TASK DESCRIPTION:
Under this task are some entries; return every one of them exactly.

*** Opening of GIVEN ENTRIES ***

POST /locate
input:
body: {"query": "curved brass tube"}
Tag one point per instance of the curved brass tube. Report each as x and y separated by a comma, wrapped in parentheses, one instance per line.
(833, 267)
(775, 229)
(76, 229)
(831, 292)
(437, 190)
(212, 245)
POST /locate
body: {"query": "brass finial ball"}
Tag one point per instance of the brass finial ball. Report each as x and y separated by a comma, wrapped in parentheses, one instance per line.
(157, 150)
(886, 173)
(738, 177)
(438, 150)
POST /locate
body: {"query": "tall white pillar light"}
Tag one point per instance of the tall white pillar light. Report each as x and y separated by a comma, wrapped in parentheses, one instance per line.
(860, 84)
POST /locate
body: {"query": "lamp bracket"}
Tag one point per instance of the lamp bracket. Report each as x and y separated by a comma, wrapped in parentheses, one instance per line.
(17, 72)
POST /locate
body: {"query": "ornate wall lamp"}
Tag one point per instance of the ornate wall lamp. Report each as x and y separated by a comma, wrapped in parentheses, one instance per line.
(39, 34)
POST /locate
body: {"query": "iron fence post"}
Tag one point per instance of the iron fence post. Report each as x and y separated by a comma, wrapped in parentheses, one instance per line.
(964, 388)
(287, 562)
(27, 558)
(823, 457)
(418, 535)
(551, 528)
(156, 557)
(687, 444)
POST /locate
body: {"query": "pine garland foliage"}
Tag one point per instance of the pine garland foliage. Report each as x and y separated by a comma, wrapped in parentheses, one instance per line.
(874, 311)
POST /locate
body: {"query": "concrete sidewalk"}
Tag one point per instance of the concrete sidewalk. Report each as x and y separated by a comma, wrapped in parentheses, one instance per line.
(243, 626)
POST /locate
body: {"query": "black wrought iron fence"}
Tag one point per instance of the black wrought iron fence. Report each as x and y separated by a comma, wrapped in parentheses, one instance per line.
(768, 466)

*** Close of GIVEN ENTRIES ***

EXERCISE RESULT:
POST /locate
input:
body: {"query": "curved brass tube"}
Tag one point per instance of the curved brass tube. Report each as x and y separated by a comma, wrapped in parentheses, one instance per line.
(833, 267)
(775, 229)
(76, 229)
(831, 292)
(437, 190)
(212, 245)
POST /locate
body: {"query": "brass finial ball"}
Tag one point per instance of the brass finial ball. Report each as x and y separated by a comma, wrapped in parentheses, one instance per line.
(157, 150)
(886, 173)
(738, 177)
(438, 150)
POST /locate
body: {"query": "tall white pillar light"}
Tag one point per instance of the tall white pillar light. Report each as x and y separated by a comma, wrapped in parentheses, one instance per line.
(860, 84)
POST /locate
body: {"query": "lamp bracket"}
Tag one point per instance of the lamp bracket. Report each as x and y separated by a comma, wrapped in parentheses, one instance per line.
(17, 72)
POST /locate
body: {"query": "ornate wall lamp"}
Tag one point per instance of the ornate wall lamp. Report each as x and y separated by a comma, wrapped in parentheses, one instance per line.
(39, 34)
POST /locate
body: {"query": "iron fence post"}
Tag one point per instance of the iron fence post. Report each as x and y separated by a comma, wrapped in parentheses, one instance per line.
(964, 388)
(287, 562)
(27, 558)
(823, 457)
(418, 535)
(551, 528)
(156, 557)
(687, 444)
POST /locate
body: {"query": "pine garland foliage"}
Tag one point per instance of the pine garland foliage. Report each as x and y separated by a comma, wrapped in parentheses, one instance per line.
(874, 311)
POST /locate
body: {"query": "concrete sidewalk"}
Tag one point per instance of the concrete sidewalk. Report each as x and y separated by a comma, wrapped in parentheses, one instance per line.
(243, 626)
POST /locate
body: {"query": "black wrought iron fence"}
Tag one point per instance of the black wrought iron fence. Report each as x and y separated by a comma, wrapped in parentheses, one instance per line.
(768, 466)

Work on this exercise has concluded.